Exercise prompt: The lines you return must be all those in the data that hold the string "below".

Data shown:
::::::::
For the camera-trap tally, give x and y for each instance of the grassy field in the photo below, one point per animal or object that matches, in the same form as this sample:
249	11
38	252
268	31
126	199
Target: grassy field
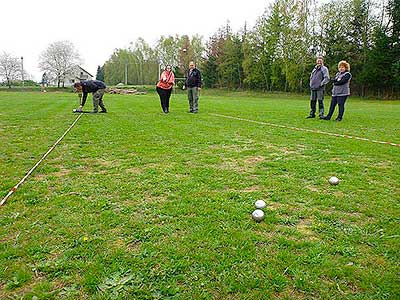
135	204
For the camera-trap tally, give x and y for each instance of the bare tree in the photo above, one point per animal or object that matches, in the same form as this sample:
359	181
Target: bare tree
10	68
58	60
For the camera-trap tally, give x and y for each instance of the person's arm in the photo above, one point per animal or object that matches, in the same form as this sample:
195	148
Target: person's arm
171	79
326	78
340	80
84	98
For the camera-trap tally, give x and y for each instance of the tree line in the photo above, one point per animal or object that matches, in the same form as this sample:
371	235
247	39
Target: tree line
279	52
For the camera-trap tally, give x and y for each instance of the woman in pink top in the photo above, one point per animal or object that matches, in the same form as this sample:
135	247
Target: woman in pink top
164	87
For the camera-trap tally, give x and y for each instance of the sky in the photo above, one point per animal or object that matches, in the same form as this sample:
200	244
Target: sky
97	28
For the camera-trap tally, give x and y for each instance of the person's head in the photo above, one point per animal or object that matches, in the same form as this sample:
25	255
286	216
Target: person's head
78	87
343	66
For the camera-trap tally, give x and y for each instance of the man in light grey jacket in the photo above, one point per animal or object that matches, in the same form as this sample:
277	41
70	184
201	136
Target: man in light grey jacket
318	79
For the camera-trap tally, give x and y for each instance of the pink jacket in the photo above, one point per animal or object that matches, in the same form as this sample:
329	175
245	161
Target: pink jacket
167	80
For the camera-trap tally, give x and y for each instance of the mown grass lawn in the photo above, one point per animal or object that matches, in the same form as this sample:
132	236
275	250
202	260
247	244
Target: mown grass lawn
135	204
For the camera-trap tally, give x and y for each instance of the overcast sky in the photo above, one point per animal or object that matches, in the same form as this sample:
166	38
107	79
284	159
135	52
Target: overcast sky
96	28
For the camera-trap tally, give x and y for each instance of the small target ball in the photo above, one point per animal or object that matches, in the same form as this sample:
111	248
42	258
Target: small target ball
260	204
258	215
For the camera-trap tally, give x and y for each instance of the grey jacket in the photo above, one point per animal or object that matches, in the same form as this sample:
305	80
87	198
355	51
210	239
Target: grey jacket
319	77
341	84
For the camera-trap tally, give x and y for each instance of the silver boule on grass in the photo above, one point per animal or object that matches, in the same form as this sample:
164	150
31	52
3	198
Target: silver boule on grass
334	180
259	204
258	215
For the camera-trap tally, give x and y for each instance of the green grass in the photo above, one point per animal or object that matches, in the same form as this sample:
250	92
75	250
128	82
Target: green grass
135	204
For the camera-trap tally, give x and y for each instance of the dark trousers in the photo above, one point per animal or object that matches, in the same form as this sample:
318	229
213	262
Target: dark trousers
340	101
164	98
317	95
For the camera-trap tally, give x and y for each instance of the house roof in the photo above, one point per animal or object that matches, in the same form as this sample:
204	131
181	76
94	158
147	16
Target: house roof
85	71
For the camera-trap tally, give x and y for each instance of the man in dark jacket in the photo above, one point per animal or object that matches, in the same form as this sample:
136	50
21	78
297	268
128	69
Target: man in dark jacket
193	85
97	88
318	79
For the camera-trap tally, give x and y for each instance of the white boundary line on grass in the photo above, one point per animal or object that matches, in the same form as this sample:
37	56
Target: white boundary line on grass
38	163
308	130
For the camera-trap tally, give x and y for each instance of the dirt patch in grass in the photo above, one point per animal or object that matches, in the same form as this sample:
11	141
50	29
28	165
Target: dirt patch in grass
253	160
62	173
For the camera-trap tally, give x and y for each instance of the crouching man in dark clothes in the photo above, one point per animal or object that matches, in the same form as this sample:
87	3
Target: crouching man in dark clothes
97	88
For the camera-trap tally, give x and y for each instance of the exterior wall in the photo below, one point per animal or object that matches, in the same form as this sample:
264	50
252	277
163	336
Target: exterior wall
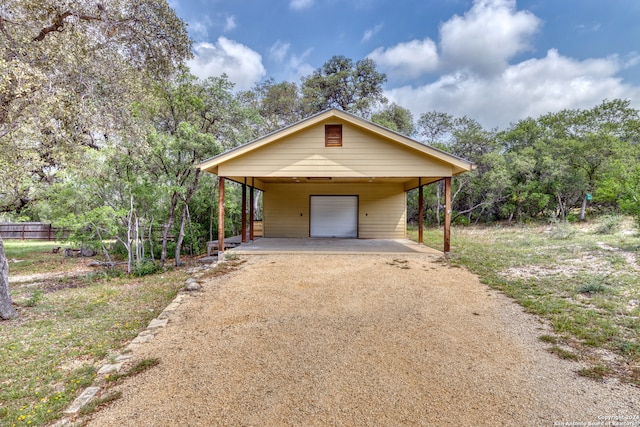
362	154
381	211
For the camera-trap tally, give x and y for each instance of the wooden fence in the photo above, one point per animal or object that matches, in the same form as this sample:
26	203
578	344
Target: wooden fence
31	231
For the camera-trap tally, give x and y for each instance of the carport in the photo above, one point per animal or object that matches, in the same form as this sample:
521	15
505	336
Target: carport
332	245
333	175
::::::::
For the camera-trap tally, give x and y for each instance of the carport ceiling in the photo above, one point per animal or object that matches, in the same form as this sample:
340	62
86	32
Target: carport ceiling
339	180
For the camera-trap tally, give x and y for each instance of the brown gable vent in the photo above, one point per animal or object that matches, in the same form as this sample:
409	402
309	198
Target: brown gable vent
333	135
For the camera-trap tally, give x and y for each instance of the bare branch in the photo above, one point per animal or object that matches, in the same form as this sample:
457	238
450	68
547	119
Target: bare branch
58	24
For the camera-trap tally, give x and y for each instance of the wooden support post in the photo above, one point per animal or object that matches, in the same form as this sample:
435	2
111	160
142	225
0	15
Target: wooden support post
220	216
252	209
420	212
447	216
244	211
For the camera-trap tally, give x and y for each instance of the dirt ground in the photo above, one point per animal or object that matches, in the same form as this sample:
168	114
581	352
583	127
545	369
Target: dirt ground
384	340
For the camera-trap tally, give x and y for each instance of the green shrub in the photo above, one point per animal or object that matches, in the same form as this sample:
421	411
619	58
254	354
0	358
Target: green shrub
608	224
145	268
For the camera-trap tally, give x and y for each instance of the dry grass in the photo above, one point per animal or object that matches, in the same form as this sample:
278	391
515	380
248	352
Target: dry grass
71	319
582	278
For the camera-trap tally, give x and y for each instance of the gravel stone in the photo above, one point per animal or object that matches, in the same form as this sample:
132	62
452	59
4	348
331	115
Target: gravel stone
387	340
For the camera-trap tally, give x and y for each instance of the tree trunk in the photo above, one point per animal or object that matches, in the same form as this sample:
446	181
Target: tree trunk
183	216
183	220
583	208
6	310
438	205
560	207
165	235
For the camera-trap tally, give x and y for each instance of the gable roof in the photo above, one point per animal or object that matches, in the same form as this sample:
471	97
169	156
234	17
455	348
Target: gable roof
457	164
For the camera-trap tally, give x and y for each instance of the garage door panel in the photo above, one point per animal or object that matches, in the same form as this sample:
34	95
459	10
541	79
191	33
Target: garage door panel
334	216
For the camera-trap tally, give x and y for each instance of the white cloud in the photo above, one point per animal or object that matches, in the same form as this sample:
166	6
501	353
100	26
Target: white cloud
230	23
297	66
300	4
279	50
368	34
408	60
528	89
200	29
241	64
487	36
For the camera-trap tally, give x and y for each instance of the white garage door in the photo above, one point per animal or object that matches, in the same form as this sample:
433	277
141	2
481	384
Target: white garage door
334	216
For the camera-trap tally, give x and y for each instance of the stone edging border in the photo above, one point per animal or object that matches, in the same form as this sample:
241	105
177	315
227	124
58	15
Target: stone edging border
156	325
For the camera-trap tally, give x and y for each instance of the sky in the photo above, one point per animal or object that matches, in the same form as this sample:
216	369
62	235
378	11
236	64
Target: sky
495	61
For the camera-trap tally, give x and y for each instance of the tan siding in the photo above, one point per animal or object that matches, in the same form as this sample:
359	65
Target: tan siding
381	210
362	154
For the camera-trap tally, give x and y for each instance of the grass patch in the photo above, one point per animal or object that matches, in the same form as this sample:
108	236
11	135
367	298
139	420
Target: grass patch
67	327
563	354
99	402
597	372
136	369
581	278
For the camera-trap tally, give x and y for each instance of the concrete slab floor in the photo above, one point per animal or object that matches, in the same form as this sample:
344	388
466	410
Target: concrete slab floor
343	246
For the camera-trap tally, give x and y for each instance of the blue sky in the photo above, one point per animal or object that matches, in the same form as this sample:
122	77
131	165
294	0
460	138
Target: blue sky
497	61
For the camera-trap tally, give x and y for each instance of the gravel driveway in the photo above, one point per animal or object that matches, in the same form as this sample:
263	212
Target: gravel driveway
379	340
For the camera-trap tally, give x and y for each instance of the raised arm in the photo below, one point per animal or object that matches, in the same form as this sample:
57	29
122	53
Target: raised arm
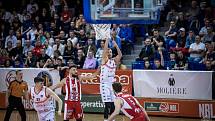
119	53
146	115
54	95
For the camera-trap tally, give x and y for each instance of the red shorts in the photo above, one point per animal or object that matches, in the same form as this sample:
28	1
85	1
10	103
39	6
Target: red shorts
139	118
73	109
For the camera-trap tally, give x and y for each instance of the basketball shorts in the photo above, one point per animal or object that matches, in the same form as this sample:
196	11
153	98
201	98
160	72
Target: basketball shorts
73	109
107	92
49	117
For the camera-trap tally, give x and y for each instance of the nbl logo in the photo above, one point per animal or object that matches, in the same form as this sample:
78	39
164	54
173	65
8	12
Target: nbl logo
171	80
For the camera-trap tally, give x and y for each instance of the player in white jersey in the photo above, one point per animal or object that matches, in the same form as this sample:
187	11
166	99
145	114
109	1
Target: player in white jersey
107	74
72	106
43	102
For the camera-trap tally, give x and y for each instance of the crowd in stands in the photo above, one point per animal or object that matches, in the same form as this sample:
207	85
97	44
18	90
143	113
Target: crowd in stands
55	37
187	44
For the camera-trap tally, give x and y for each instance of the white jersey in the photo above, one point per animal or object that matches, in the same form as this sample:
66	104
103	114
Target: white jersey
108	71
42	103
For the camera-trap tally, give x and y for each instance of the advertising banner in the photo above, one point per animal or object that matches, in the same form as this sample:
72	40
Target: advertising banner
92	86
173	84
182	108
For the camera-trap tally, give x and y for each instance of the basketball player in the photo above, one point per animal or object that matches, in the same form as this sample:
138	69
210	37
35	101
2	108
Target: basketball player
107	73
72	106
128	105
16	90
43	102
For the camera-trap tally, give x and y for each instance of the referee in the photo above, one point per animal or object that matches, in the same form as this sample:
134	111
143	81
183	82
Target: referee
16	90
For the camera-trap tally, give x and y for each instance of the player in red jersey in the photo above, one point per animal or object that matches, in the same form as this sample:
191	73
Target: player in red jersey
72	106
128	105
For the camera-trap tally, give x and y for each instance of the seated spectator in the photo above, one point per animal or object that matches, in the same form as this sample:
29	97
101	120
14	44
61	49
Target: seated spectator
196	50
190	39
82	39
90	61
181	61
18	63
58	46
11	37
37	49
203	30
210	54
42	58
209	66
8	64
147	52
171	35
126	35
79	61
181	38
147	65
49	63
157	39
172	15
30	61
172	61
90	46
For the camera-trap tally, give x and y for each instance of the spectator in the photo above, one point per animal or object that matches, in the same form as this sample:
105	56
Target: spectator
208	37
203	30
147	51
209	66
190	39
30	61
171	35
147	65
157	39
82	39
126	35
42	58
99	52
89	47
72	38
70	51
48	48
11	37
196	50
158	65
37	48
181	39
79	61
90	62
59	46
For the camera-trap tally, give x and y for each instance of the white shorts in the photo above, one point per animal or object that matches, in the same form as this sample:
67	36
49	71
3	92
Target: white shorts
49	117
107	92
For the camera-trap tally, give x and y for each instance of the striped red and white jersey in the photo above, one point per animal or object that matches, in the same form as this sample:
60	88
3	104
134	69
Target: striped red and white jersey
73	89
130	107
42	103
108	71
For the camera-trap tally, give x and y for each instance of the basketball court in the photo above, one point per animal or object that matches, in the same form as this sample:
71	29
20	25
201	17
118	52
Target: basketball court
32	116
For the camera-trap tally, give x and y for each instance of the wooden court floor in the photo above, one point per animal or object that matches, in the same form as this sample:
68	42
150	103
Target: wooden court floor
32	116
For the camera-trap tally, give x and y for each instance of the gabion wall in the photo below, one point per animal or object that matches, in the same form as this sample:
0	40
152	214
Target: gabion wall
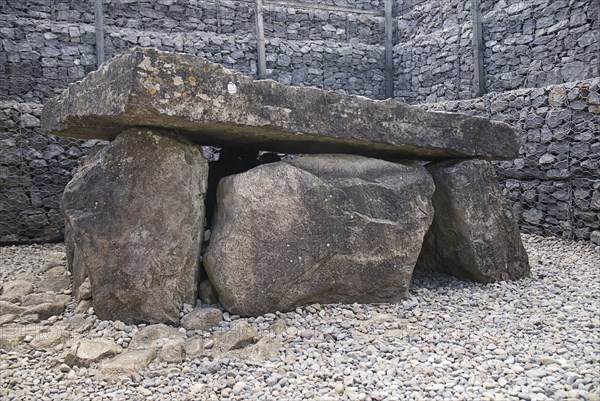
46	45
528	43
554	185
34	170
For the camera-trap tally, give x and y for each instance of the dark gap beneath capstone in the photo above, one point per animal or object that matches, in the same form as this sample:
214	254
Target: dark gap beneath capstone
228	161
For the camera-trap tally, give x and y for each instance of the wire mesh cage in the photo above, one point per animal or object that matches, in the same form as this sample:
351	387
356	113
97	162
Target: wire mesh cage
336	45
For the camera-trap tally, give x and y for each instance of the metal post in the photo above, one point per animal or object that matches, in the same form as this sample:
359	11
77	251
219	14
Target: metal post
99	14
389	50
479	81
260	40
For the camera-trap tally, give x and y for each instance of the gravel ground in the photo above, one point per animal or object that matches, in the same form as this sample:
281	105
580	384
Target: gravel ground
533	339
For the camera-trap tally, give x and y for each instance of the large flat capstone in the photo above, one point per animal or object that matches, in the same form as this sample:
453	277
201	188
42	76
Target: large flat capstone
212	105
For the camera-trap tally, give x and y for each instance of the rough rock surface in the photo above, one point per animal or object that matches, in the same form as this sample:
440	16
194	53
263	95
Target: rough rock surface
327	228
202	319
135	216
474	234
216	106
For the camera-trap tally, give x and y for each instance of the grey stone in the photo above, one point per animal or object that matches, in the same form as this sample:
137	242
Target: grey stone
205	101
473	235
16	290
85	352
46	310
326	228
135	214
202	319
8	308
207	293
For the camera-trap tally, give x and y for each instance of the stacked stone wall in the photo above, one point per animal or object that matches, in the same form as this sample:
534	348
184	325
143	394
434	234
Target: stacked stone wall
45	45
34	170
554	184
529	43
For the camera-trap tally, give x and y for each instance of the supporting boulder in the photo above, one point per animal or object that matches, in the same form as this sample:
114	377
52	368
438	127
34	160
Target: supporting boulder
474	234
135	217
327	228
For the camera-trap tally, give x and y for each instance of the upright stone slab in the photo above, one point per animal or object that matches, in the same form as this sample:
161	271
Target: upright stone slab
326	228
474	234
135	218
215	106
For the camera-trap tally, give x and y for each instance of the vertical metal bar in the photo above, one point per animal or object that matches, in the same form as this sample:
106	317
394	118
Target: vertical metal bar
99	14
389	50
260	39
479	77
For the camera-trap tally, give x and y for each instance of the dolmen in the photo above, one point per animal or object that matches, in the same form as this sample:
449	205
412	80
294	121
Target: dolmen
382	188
::::::::
Task solution:
For the camera-trap tally, give x and y for each instance of the grassy field in the photo below, one point per animal or object that matches, in the same form as this sample:
For the camera-trap tally, give x and y for each instance of the exterior wall in the photo below, one point per animal or object that matches, in the same form as this sample:
For the camera-trap tally, give x and y for each instance of the raised arm in the photo below, one point per animal or object that matches, in the same form as this sample:
For the camera-trap tally, give x and y for each instance of the gabion wall in the photo below, one point per animal or object that matches, in the same form as this sample:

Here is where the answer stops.